▶ [PAGE EXTRACT]:
---+---

# 5/24 hoover crappies



## misfit (Apr 5, 2004)

met fish4fun at the ramp about 9:30 this morning for a little crappie chasing.we headed to my two favorite spots only to find the carp had invaded,and crappies had booked out of dodge 
after spending some time trying to find biting fish,we headed to another favorite spot in the middle pool.pulled up on a big willow in the shallows and never moved for over 2 hours 
fishing was almost non-stop.mostly sub-9 inch,but quite a few over that,with biggest at 11 inches.numbers made up for lack of size though.e were too busy to count,but we easily boated 50 fish from about a 10 foot circle,with lots of fish coming loose before they made it to the boat.
all fish were caught on roadrunners.either chart. head with chart./black tail or blue/white tail(crappie thunder,tube).
the fish were on the outside of cover,and the bite was mostly very very subtle.they either hit on the drop,or stop,or barely moving.couldn't even feel the bite most times.just sudden dead weight or slack.crappies nibbles added a little enticement for them to hold on long eneough to set the hook.
just a fun day on the water,and i think fish4fun(a bobber crappie fisher) is now a real roadrunner fan 
thanks for a fun day,jerry


----------



## bkr43050 (Apr 5, 2004)

You guys are killing me here!! I have been way too busy to get out on the water and it sounds like I am missing some real fun. Maybe I will find a little time this weekend to get out.(fingers crossed)

Yeah, I have been using the roadrunners very heavily this spring. They are definitely a great jig.


----------



## fishslim (Apr 28, 2005)

Good work as usual rick and way to get another guy hooked on those road runners. My dad was using one last night while we were using regular jigs and they were attacking it hard at times but as you mentioned alot were just sucking it in lightly and were there. Had some fun on Indian tonight with Matt i was able to jump on his boat and we fished some areas with little success then went to main lake inbetween Antonio's and lakeview and let wind drift us acrossed lake and the eyes were very busy caught a nice batch of them and more boats started fishing same area till it looked like small pack of erie boats guys trolling in and out of drifters but fish were active till close to sunset then shut right off. Man if it was not Memorial weekend i would have boat there going after them. Saw some 3-4 pounders caught!! Great night out!!


----------



## misfit (Apr 5, 2004)

nice job with the eyes,troy.with the shallow crappie bite soon coming to an end,it's about time to start picking off those hoover eyes.got bored tuesday after a slow crappie day with toad,and decided to troll the roadrunners w/minnies for few passes.boated one short fish and lost another at the boat.time to break out the harnesses.

---+---

[Data extracted from a collection]
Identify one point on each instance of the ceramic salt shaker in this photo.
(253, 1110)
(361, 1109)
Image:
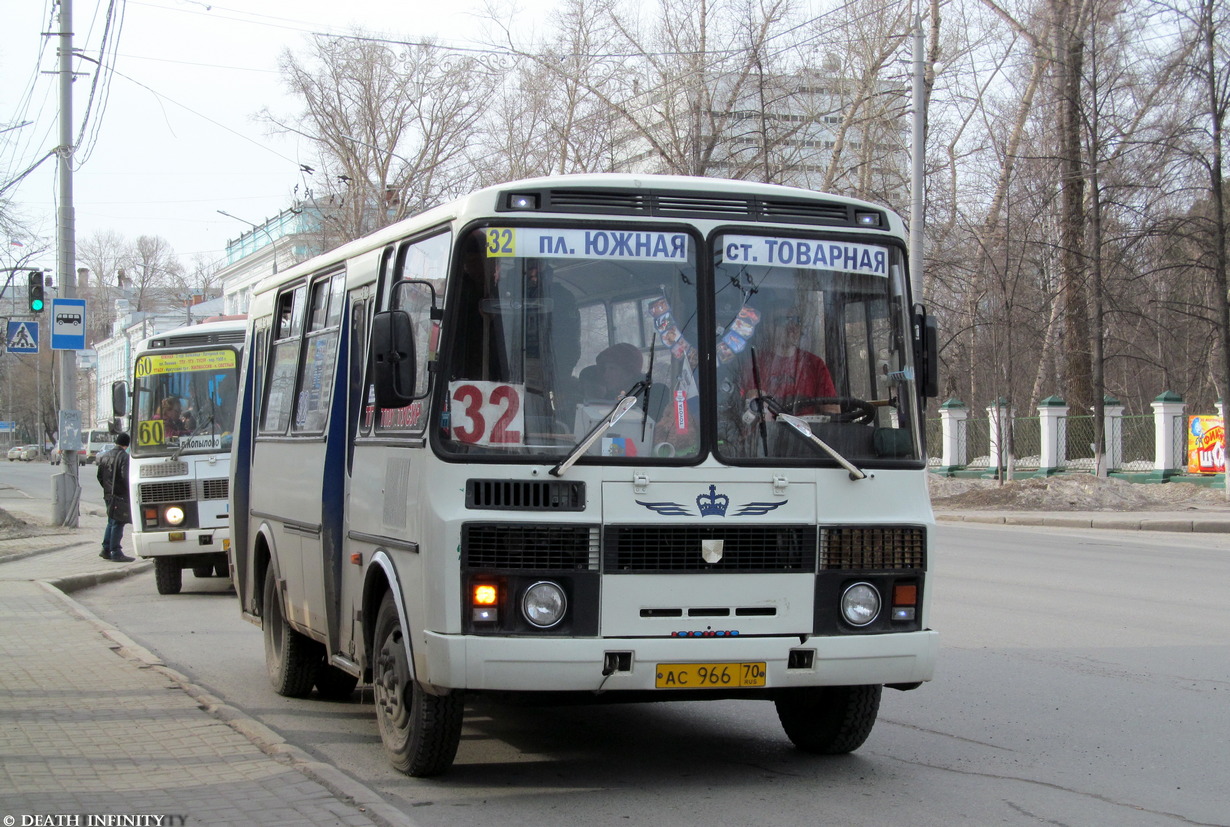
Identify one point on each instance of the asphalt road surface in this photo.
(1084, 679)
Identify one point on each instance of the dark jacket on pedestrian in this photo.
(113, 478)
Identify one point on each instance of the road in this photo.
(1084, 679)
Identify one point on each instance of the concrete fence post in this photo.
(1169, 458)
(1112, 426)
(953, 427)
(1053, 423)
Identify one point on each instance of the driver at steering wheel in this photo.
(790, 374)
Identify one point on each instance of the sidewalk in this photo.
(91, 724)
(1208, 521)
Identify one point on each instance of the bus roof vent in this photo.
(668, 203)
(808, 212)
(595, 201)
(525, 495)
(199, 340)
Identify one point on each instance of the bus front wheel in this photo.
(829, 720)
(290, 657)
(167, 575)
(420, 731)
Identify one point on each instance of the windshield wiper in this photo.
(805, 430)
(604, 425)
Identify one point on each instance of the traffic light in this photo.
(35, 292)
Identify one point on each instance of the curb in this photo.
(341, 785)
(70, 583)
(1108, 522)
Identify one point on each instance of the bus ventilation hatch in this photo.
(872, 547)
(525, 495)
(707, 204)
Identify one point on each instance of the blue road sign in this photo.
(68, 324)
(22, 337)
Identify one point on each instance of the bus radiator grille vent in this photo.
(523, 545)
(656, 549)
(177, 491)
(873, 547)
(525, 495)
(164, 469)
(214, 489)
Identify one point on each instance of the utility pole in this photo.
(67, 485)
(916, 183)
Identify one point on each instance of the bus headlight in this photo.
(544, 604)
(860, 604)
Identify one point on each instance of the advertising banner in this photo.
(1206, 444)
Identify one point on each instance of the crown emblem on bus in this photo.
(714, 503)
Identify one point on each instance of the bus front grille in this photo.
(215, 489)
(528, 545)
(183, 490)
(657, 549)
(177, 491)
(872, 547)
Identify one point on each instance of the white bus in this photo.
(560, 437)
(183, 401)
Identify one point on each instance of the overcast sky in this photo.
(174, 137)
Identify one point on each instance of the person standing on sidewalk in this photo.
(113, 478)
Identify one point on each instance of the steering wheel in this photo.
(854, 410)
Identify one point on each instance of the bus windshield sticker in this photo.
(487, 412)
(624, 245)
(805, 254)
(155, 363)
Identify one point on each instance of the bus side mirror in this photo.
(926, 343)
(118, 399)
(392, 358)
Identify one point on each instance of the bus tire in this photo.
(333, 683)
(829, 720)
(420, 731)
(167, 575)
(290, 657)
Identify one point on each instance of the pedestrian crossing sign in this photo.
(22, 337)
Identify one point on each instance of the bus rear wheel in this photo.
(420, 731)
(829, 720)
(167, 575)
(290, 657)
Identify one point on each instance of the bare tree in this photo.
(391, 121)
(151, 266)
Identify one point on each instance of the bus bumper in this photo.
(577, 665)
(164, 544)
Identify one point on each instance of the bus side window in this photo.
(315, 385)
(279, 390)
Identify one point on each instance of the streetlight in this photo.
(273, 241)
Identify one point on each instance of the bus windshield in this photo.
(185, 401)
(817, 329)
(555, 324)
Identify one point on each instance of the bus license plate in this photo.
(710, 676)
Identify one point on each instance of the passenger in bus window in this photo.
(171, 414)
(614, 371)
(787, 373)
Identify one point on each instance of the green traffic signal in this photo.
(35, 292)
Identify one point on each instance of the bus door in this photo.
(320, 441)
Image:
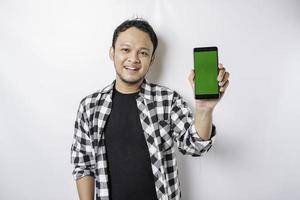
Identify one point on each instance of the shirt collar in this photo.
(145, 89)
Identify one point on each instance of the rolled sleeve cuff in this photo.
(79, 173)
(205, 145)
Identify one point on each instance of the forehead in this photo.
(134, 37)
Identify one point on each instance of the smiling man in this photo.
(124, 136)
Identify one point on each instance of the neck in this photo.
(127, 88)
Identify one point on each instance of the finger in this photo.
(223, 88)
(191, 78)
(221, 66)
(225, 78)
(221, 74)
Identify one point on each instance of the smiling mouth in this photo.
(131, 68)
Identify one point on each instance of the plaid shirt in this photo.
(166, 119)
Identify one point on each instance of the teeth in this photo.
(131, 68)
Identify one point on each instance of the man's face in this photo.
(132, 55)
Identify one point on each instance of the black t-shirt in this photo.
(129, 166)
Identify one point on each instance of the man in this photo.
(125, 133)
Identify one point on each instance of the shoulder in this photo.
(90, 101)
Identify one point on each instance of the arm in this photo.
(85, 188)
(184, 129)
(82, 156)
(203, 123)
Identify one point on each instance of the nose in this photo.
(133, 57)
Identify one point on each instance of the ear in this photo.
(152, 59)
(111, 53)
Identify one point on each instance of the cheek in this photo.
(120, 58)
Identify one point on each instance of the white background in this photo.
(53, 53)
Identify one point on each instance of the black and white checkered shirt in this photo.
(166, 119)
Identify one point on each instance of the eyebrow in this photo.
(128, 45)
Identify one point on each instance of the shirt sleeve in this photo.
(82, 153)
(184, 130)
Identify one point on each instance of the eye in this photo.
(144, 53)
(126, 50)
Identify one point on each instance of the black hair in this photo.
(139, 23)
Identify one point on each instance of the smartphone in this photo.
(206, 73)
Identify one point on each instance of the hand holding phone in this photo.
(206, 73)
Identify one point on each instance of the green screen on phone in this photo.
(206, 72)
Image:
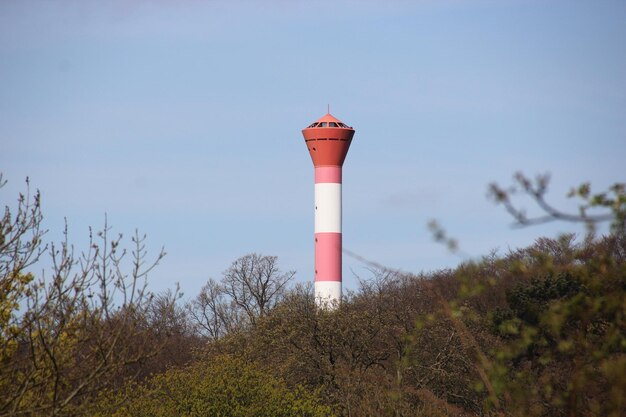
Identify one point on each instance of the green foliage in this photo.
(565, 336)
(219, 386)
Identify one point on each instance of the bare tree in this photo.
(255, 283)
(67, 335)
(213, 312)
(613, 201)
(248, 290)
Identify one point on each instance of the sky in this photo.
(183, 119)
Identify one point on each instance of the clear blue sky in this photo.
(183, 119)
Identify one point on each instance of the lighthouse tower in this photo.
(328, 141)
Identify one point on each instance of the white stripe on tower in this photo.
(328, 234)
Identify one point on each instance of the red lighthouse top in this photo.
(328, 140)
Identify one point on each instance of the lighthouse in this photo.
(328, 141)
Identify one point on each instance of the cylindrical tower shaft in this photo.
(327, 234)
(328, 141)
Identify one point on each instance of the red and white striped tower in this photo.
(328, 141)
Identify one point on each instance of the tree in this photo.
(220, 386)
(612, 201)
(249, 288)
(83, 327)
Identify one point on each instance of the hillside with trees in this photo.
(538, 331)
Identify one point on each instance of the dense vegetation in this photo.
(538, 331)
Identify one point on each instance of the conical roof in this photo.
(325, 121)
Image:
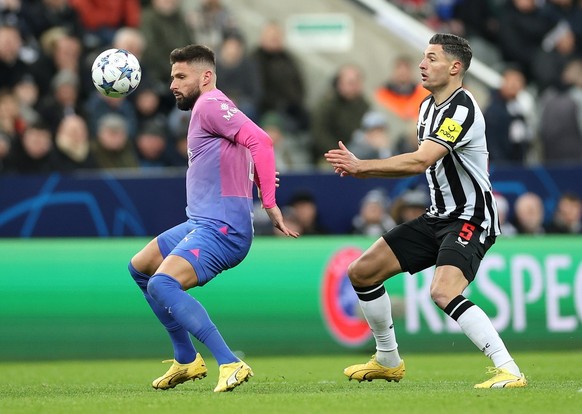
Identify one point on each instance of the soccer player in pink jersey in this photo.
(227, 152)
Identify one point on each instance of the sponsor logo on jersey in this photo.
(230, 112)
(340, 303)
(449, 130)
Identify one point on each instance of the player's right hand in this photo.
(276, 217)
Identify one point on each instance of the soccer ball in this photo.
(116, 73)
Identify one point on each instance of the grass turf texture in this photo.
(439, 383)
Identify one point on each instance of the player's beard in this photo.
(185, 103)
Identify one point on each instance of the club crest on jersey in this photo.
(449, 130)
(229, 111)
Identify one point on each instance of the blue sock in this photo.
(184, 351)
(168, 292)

---+---

▶ [PROBLEM SET]:
a. Pick out every line of the listing that contains the string "front".
b. Carry on the crappie fishing thread from the point where it stops.

▶ [ANSWERS BELOW]:
a.
Identify one point on each instance of the bus front wheel in this photo.
Identify one point on each instance of the bus front grille in this photo.

b.
----------



## Fish4Fun (Apr 6, 2004)

Hey Rick thanks for the great day out and man it was fun. Yes i have always fished for crappie with a bobber and now today rick showed me how its done with the roadrunners. SWEEEEEEEEEEEEEEEET. was a blast. BRian man you need to take a day off and fish them boys would have a blast with the crappie now.


----------



## Fish4Fun (Apr 6, 2004)

Fish looks smaller than what it was it was a nice slab around 11 inch or so. Told Rick i would take the pick for the poor guys like Brian that cant get out. Look what your missing man.


----------



## FishingDog (May 11, 2007)

Fish4Fun,
Are you guys simply jigging the roadrunners, or running them slowly through an area?


----------



## misfit (Apr 5, 2004)

steady,sometimes stop/go retrieve.when you think you're retrieving too slow.........go slower.fish would hit many times,on the fall when it hit the water.sometimes when we just stopped the retreive.roadrunners are most effective when worked slowly.but yesterday the fish were very tight lipped for the most part,so we had to slow down more than usual.when they're not in a negative or neutral mood like that,they will smack the bait and usually engulf it.you know when you get bit then.but you have to develope a feel for the hit when they act as they did yesterday,when almost all fish were lip hooked.we lost lots of fish due to them barely getting hooked.


----------



## bkr43050 (Apr 5, 2004)

Jerry, Don't worry too much about us. Even though we may not get out this weekend we have managed to get out a few times and have put close to a 200 in the boat thus far. We have managed to find a lot of 10-13" fish with just a few above that up to 13.75" being the biggest. I don't know how excited I am about going out this weekend and fighting for a spot at the ramp.

Rick, I do need to get down to Hoover with you though. I have never been there and have just heard so much great about it.


----------



## misfit (Apr 5, 2004)

any time,brian.


----------



## NewbreedFishing (Apr 15, 2004)

errrrr roadrunners~

i would rather use wiley coyote :S


----------



## misfit (Apr 5, 2004)

LOL.no wonder you can't catch crappies 

this is all you need to slay those slabs


----------



## NewbreedFishing (Apr 15, 2004)

Meeeh! looks like a girraffe with a nose ring wearing a hula skirt!!
   



misfit said:


> LOL.no wonder you can't catch crappies
> 
> this is all you need to slay those slabs


----------



## rutty (Feb 5, 2007)

MisFit,

Looking at ordering some of those RoadRunners, what size do you usually order? 1/32 1/16 1/8 1/4

Thanks


----------



## misfit (Apr 5, 2004)

rutty,i don't think they make them smaller than 1/16 ounce.at least 've never found any.i use 1/16 ounce for casting shallow(10 feet and less)
1/8 ounce for deeper water and trolling.1'4 ounce can be used for that also.i don't use maribou very often,but prefer crappie thunders,tubes,twitertails,bubble bellies.maribou can be great at times and probably would have worked well under yesterday's conditions due to the subtle action.


----------



## rutty (Feb 5, 2007)

misfit said:


> rutty,i don't think they make them smaller than 1/16 ounce.at least 've never found any.i use 1/16 ounce for casting shallow(10 feet and less)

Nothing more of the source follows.